EXTRACTED ENTRIES:
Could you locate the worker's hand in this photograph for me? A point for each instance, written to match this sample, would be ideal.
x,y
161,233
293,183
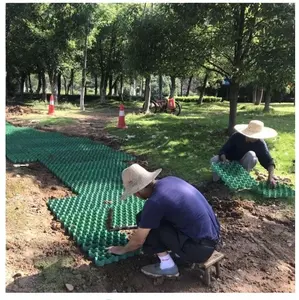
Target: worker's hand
x,y
223,158
119,250
271,183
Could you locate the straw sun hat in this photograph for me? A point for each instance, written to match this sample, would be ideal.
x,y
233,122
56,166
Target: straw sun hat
x,y
256,130
135,178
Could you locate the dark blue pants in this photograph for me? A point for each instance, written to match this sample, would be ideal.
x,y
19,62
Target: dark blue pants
x,y
167,237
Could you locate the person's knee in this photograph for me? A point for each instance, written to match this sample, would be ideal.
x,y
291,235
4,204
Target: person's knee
x,y
252,157
251,154
214,159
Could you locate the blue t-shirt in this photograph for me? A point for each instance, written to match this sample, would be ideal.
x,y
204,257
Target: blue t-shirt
x,y
178,202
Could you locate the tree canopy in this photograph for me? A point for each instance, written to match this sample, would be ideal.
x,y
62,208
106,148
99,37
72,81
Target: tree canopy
x,y
244,43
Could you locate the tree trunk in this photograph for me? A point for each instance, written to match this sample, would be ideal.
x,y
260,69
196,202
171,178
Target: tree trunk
x,y
26,85
39,84
254,93
29,84
267,101
95,84
59,85
53,83
115,92
44,86
134,87
121,94
147,94
172,87
233,101
64,84
141,90
83,82
110,85
202,91
160,86
259,96
189,85
102,88
71,83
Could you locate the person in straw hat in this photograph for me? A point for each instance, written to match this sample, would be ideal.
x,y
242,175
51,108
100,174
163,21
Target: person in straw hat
x,y
247,146
176,217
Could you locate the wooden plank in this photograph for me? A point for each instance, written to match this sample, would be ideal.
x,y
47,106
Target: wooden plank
x,y
216,257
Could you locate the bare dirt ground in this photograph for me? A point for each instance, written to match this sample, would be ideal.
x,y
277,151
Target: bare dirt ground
x,y
258,240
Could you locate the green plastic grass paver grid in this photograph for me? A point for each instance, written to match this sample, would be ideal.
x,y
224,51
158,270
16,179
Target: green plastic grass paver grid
x,y
91,169
237,178
280,191
234,175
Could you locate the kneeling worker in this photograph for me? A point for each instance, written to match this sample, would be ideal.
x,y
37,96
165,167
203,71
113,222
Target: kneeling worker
x,y
176,217
247,146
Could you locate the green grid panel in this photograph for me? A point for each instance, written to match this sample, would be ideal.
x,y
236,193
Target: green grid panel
x,y
280,191
125,213
234,175
237,178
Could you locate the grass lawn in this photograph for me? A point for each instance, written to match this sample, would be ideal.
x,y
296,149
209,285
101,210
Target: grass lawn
x,y
183,145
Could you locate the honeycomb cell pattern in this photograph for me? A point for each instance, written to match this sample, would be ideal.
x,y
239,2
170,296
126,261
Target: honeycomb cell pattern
x,y
237,178
91,170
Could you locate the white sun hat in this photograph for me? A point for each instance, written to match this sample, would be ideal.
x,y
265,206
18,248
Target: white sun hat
x,y
256,130
135,178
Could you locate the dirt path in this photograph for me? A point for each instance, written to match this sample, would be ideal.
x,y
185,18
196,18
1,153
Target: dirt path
x,y
258,241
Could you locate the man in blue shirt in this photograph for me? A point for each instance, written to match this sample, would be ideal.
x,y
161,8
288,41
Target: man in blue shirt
x,y
247,146
176,217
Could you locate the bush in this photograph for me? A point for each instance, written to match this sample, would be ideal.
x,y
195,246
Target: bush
x,y
206,99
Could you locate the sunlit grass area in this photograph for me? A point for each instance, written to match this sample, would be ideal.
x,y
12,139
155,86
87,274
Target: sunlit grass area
x,y
183,145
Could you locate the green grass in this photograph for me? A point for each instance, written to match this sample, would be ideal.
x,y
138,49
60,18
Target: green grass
x,y
183,145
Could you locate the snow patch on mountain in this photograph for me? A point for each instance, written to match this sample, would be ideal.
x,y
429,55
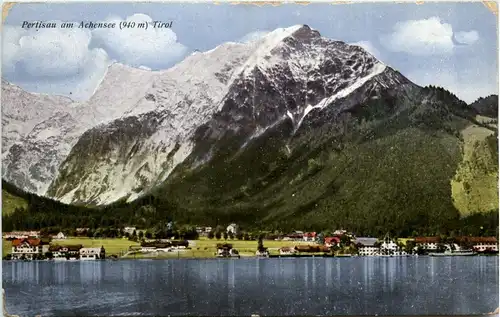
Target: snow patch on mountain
x,y
376,70
22,111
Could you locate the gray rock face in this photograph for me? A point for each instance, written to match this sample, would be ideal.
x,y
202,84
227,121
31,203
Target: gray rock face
x,y
149,124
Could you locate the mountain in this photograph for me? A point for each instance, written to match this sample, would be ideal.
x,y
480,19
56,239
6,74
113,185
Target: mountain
x,y
284,76
33,162
22,111
475,185
487,107
292,130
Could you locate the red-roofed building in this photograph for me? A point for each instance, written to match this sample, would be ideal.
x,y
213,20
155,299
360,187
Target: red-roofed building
x,y
310,236
332,241
479,244
21,235
28,249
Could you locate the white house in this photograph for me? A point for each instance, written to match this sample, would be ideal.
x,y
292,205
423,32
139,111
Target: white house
x,y
26,249
92,253
129,230
232,228
60,236
21,234
481,244
367,246
391,248
262,253
287,251
340,232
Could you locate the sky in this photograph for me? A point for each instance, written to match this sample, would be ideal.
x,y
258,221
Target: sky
x,y
452,45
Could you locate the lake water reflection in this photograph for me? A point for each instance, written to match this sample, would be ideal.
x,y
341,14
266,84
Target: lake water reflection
x,y
311,286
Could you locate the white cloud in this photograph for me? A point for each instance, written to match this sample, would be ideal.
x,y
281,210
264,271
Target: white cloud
x,y
73,61
57,61
425,37
253,36
369,47
468,38
152,47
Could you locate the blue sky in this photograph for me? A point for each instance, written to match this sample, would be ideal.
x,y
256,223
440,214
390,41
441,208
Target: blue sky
x,y
453,45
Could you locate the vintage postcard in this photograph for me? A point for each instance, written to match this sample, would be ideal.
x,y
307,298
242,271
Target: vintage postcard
x,y
270,159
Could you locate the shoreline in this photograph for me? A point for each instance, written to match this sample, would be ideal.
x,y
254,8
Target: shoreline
x,y
240,258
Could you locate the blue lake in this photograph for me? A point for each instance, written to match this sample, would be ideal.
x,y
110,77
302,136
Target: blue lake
x,y
286,286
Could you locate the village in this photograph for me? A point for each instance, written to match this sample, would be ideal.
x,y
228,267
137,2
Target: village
x,y
233,243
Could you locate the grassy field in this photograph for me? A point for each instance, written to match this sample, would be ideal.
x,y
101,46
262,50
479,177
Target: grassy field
x,y
206,248
11,202
6,247
475,185
112,246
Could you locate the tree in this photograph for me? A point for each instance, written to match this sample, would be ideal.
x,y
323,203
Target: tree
x,y
320,238
345,240
260,244
409,246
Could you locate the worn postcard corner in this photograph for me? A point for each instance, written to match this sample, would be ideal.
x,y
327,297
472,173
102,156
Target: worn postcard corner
x,y
212,159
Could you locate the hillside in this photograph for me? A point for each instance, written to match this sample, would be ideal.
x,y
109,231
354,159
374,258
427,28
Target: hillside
x,y
292,131
12,202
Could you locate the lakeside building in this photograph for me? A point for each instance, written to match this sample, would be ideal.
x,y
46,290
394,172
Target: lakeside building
x,y
129,230
92,253
59,236
296,236
479,244
262,252
391,248
233,228
28,248
310,236
226,250
427,243
312,248
287,251
332,241
65,252
21,235
367,246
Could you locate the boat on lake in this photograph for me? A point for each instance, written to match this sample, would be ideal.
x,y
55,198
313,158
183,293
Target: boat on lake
x,y
454,253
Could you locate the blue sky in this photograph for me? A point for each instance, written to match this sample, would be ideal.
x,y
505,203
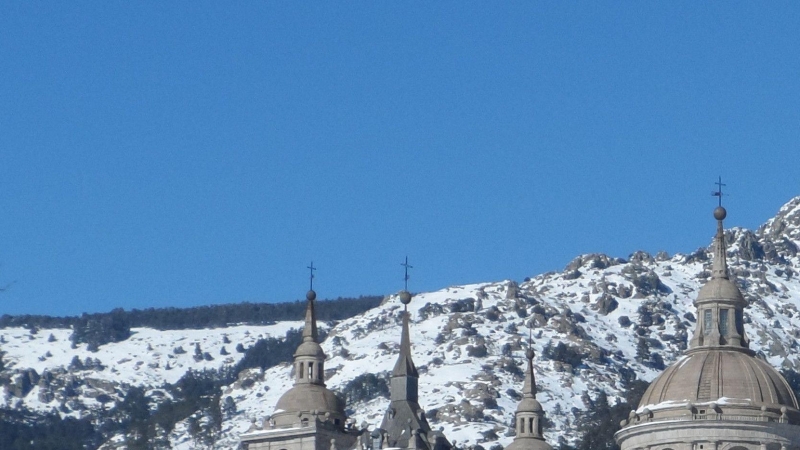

EXERCISE GOAL: Give back the material above exactly as it appears, minus any picture.

RESULT OF THIS TASK:
Could you locate the worker's hand in this photograph for me? A point for each instance, written to match this sample, would be ideal.
x,y
161,233
293,183
Target: worker's hand
x,y
223,158
119,250
271,183
Could you locate the straw sun hat in this photograph for me? A point for each instance, written to match this sample, would be ideal.
x,y
233,122
56,166
Target: straw sun hat
x,y
256,130
135,178
Could you locate the dark blue pants in this photograph for me? A point for each instance, written to match this sample, would be ideal.
x,y
19,62
Target: dark blue pants
x,y
167,237
Could you locate the person's knee in this photograph for me? A point for each instance, written to match this sample, would be ideal.
x,y
291,235
4,204
Target: person's knee
x,y
252,157
251,154
214,159
Could you locate the blue t-shirt in this photograph for me? A point for each instance, written to match this sample, would be ideal.
x,y
204,257
Target: blue t-shirt
x,y
178,202
Could you locate the tree canopy in this photograph for me? A point for each instance, written to match this sample, would be ideal.
x,y
62,208
106,148
99,37
72,81
Target: tree canopy
x,y
244,43
Could you locate the tree trunk in this photograph for me? A point for each instance, written to match this sample, would be ideal.
x,y
260,69
196,202
171,178
Target: tree trunk
x,y
26,85
39,84
254,93
29,84
267,101
95,84
59,85
53,83
115,92
44,86
134,87
121,94
147,94
172,87
233,101
64,84
141,90
83,82
110,85
202,91
160,86
259,96
189,85
102,88
71,83
Could you locate the person in straw hat in this photograph for me? A point for each instance, written to match this sample, would be ideal.
x,y
242,175
51,108
100,174
163,21
Target: person in straw hat
x,y
247,146
176,217
Could you locate the wooden plank in this photograph for me? A point for each instance, written to match this sample, would be ideal.
x,y
47,106
Target: wooden plank
x,y
216,257
Could you locate the bare dirt ground in this photograph for me? A point for each instance, written to match this sample, would be ideal.
x,y
277,151
Target: bare dirt ground
x,y
258,240
Could you locate the green plastic grass paver grid in this photograph for me? A point for each instance, written to match this sample, would be ideal.
x,y
224,51
158,270
16,179
Target: green plastic grass paver grid
x,y
91,169
237,178
280,191
234,175
Could you locate the kneeling worker in this photograph for me? A point for each instance, written to match this sample, would be ideal.
x,y
37,96
165,167
203,71
113,222
Target: kneeling worker
x,y
176,217
247,146
Could you locate the green grid panel in this photograph for me? A point for each instance, written to match this sample, would be ideal.
x,y
236,193
Target: green grid panel
x,y
280,191
125,213
234,175
237,178
Could you locate the grass lawn in this photograph for me? A point for each instance, written to match this sample, would be ideal.
x,y
296,149
209,285
101,210
Target: grass lawn
x,y
183,145
Could you locate the honeycomb cell pattern in this photograph for me? A point for each instance, written to match this sample, would be ideal.
x,y
239,2
170,296
126,261
Target: honeycomb cell pattern
x,y
237,178
91,170
Could you locate the white sun hat in this photograph for me? A point for each instance, written to match this sample, would be ideal.
x,y
265,206
18,248
Target: white sun hat
x,y
256,130
135,178
Could you locate the dirt path in this photograph for me? A point for each instance, written to match this sample, would be ideal.
x,y
185,18
196,18
1,153
Target: dirt path
x,y
258,241
Could you locate the man in blue shirt in this photograph for me? A point for each instance, written to match this sample, would be ideal.
x,y
161,8
288,41
Target: man in blue shirt
x,y
247,146
176,217
Could you locate the bush in this photograph for me? A point for each instance, written to match this sample, would be ideal.
x,y
195,246
Target: bush
x,y
206,99
Could you locate the sunlit grass area in this photograph for me? A point for each instance, written to match this sample, would be ideal.
x,y
12,139
155,86
87,274
Target: sunlit grass area
x,y
183,145
Could you locate the green grass in this photograph for me? A point for each instance, written to match this sample, would be ideal.
x,y
138,49
60,18
Target: green grass
x,y
183,145
Could you locate the snow patch on mountain in this photograph for me? A point for each instance, written to match this sample, would be ideal.
x,y
429,55
Target: snow patch on mountain
x,y
376,70
22,111
Could you locate the gray rock face in this photograph for me? A point for each instance, written to match this sample, would be ideal.
x,y
202,84
227,121
31,203
Target: gray rock face
x,y
149,124
Could you locate the mountain in this photograph for me? A point for each instance, written to match this sample, would be ideal.
x,y
480,19
56,239
6,74
113,185
Target: mountain
x,y
284,76
33,162
22,111
475,185
487,107
292,130
Could you locate the red-roofed building in this photograph for me? A point for each instance, written to match this sample, would be ideal.
x,y
213,20
155,299
360,187
Target: red-roofed building
x,y
310,236
332,241
479,244
21,235
28,249
Could you locate the white house in this photograph for me? A point for each instance, written to match this sample, would be ideal.
x,y
292,205
423,32
139,111
Target: white house
x,y
26,249
92,253
129,230
232,228
60,236
21,234
481,244
367,246
391,248
262,253
287,251
340,232
Could you locate the sky in this photograph for me? A point for each instance, written to match this sample, would be ideal.
x,y
258,221
Target: sky
x,y
452,45
Could you locate the lake water reflection in this photograph for me? A point for each instance, written to match this sample, would be ideal.
x,y
341,14
266,84
Target: lake water reflection
x,y
311,286
Could you locate the white cloud in this photograph for me? A point for each instance, written to match this sample, would be ideal.
x,y
281,210
264,271
Target: white cloud
x,y
73,61
57,61
425,37
253,36
369,47
468,38
152,47
Could you locate the blue sky in this photograph for me? A point for each instance, written to match this sample, would be ideal.
x,y
256,223
440,214
390,41
441,208
Target: blue sky
x,y
453,45
Could you locate the vintage postcard in this photograph for me? A point for each instance, written to match this sample, would be ideal.
x,y
307,298
242,271
Target: vintage postcard
x,y
270,159
Could you locate the shoreline in this photograph for me? A point for each instance, written to match this sample, would be ideal.
x,y
254,8
Target: shoreline
x,y
240,258
Could you locate the blue lake in this photograph for me? A point for each instance, written to match this sample, would be ideal.
x,y
110,77
302,136
Target: blue lake
x,y
286,286
Could you locate the village in this photograph for me? A point for each instance, written to match this sample, would be ideal.
x,y
228,267
137,2
Target: village
x,y
233,243
Could you locate the grassy field in this photograph for me? A point for each instance, written to match this sample, would be ideal.
x,y
101,46
262,50
479,177
Target: grassy field
x,y
206,248
11,202
6,247
475,185
112,246
Could you locate the tree in this photograph for me? A point for each instance, written to match this sample, would be ideal.
x,y
323,203
Target: tree
x,y
320,238
345,240
260,244
409,246
Could you locate the worn postcard corner in this photograph for me? A point for each instance, written to match this sample, would be ideal.
x,y
327,297
472,173
102,156
Target: worn postcard corner
x,y
212,159
Could you locate the hillside in this photograph for me? A point for each instance, written to match this sample, would be ideal.
x,y
109,231
354,159
374,258
427,28
Target: hillside
x,y
292,131
12,202
Could you locate the lakeside building in this photograph for me? A point for each instance, written to match this sample, would be ideal.
x,y
46,290
394,172
Target: lakeside building
x,y
129,230
92,253
59,236
296,236
479,244
262,252
391,248
233,228
28,248
310,236
226,250
427,243
312,248
287,251
332,241
65,252
21,235
367,246
Could you locate the boat on lake in this photograph for me? A point for each instance, written to match this sample, would be ideal.
x,y
55,198
313,158
183,293
Target: boat on lake
x,y
454,253
Could you locate the blue sky in this photograph for me? A point for each instance, written to match this sample, would be ideal.
x,y
505,203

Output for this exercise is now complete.